#### Material to process
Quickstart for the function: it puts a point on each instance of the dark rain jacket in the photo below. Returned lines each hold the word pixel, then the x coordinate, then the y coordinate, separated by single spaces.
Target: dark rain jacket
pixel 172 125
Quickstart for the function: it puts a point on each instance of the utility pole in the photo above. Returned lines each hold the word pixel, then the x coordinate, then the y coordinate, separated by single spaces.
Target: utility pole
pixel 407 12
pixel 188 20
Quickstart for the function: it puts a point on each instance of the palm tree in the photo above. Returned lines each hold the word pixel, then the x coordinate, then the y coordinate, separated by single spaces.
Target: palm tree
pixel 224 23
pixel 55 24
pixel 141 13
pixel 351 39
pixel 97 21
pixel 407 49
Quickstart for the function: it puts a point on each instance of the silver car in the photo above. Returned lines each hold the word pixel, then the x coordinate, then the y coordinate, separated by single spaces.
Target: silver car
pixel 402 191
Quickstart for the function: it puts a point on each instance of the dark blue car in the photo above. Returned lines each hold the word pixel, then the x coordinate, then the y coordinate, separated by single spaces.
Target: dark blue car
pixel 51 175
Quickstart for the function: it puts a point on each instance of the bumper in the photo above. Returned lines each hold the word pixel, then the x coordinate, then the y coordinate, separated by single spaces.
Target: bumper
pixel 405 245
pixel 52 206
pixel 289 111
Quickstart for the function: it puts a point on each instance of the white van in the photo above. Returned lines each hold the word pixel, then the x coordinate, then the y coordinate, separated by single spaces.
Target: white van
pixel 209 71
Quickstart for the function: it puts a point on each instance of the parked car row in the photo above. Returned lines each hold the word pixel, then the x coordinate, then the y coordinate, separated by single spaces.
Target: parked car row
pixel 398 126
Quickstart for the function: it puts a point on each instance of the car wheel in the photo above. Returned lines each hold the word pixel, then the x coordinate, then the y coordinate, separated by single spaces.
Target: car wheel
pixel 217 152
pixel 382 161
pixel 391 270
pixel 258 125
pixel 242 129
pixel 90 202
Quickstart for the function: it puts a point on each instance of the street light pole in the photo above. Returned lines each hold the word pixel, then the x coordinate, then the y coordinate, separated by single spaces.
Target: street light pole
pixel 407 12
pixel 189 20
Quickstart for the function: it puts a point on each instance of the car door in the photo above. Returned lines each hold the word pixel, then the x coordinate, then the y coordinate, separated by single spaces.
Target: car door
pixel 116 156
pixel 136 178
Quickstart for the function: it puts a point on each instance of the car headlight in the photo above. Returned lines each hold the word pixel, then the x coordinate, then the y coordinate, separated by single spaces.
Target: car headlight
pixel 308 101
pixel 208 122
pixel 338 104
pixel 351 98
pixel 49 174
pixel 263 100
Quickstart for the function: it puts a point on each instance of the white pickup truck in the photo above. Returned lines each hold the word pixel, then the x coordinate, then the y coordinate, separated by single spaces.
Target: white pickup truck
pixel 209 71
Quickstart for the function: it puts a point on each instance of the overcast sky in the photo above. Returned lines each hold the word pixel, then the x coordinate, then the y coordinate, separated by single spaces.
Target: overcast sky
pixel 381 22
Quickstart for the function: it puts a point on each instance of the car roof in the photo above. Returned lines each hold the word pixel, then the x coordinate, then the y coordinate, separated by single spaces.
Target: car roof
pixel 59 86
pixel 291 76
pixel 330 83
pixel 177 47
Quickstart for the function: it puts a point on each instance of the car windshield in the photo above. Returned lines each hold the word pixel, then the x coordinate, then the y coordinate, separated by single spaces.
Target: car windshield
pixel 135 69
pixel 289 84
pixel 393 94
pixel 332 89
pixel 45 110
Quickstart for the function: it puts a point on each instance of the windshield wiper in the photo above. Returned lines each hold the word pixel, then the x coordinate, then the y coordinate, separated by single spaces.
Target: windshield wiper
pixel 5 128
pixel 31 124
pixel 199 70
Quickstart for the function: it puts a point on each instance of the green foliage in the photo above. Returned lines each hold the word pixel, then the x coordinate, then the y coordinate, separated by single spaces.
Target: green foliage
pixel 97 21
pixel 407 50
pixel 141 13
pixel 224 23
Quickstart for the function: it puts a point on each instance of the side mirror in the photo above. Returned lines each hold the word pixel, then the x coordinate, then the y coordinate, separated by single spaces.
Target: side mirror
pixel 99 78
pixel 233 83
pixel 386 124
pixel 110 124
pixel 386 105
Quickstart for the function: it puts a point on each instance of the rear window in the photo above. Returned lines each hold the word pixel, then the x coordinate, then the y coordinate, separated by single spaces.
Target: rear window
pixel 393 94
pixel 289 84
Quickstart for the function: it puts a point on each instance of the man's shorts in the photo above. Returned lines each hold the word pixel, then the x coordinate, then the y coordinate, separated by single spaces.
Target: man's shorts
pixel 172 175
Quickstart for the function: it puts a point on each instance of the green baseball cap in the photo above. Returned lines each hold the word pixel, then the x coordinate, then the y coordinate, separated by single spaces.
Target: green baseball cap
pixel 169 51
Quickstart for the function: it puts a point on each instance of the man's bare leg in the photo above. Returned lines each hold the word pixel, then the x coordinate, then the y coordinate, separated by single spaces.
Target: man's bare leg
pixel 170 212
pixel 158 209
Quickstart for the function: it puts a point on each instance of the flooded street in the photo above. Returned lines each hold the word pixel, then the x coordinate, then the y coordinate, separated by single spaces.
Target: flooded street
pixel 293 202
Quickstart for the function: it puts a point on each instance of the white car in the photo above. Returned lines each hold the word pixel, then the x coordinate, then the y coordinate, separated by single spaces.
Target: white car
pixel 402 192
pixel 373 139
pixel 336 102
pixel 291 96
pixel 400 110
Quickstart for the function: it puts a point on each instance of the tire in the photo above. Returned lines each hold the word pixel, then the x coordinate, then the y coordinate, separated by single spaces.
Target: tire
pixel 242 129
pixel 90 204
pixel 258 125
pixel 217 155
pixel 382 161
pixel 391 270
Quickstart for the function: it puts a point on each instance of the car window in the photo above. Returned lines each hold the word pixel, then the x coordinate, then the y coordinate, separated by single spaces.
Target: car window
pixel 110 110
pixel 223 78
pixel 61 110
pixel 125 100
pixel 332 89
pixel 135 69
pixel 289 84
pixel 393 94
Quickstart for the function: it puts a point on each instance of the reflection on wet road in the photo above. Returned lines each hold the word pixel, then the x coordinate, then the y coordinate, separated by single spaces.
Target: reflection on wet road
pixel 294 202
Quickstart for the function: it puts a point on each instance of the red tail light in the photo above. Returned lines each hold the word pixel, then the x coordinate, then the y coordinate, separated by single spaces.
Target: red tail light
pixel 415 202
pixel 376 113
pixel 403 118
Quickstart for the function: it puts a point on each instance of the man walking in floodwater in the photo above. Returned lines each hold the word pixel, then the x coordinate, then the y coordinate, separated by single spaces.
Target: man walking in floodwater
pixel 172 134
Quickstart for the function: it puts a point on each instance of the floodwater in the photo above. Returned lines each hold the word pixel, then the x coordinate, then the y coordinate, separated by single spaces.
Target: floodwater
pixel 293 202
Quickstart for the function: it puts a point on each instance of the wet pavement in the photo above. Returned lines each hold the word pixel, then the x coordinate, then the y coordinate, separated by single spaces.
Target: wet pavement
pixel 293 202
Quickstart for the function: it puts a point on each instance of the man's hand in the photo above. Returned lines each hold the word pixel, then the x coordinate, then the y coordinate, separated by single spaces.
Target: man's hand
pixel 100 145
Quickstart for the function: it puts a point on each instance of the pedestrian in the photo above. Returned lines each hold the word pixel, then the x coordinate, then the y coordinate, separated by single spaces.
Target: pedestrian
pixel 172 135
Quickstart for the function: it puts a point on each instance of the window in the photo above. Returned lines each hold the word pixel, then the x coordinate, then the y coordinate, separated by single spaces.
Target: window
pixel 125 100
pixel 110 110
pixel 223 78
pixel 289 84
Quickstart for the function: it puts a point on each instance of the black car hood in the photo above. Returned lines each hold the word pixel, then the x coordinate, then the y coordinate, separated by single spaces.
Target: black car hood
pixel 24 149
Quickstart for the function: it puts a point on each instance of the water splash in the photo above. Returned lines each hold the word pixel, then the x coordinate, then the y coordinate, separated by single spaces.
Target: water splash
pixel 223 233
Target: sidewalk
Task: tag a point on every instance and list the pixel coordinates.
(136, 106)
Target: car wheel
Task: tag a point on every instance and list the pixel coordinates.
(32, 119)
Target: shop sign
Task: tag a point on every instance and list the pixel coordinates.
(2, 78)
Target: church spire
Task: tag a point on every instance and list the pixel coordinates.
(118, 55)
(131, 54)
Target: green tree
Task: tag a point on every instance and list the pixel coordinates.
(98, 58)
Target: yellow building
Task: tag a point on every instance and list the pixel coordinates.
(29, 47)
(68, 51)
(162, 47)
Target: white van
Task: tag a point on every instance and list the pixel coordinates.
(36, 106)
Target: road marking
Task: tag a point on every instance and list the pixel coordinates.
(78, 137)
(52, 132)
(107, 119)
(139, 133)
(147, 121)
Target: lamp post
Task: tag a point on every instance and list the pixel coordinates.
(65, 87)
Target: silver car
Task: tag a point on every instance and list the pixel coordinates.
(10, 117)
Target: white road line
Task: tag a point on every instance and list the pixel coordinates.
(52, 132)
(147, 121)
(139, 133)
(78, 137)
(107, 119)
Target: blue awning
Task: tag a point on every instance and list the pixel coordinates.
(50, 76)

#### What is required
Looking at the material above, please copy exactly every line from its first line through the line containing "the dark blue", with both ends included and nothing else.

#### Solution for this exercise
Quickstart for the function: it puts a point on each instance of the dark rain jacket in the photo below. Returned lines each hold the word pixel, then the x coordinate, then the y coordinate, separated by single spaces.
Target: dark rain jacket
pixel 172 125
Quickstart for the function: it puts a point on each instance of the utility pole in the photo above. Returned lines each hold the word pixel, then the x coordinate, then the y coordinate, separated by single spaces.
Target: utility pole
pixel 407 12
pixel 188 20
Quickstart for the function: it puts a point on each instance of the palm tree in the photo above. Returned lines each hold the word pixel, then the x coordinate, then the y coordinate, separated by single spaces.
Target: palm tree
pixel 224 23
pixel 55 24
pixel 141 13
pixel 351 39
pixel 97 21
pixel 407 49
Quickstart for the function: it puts a point on each instance of the silver car in the photo above. Returned lines each hold the word pixel, then the x coordinate, then the y coordinate, separated by single spaces.
Target: silver car
pixel 402 191
Quickstart for the function: it puts a point on each instance of the dark blue car in the photo above. Returned lines each hold the word pixel, then the x coordinate, then the y coordinate, separated by single spaces.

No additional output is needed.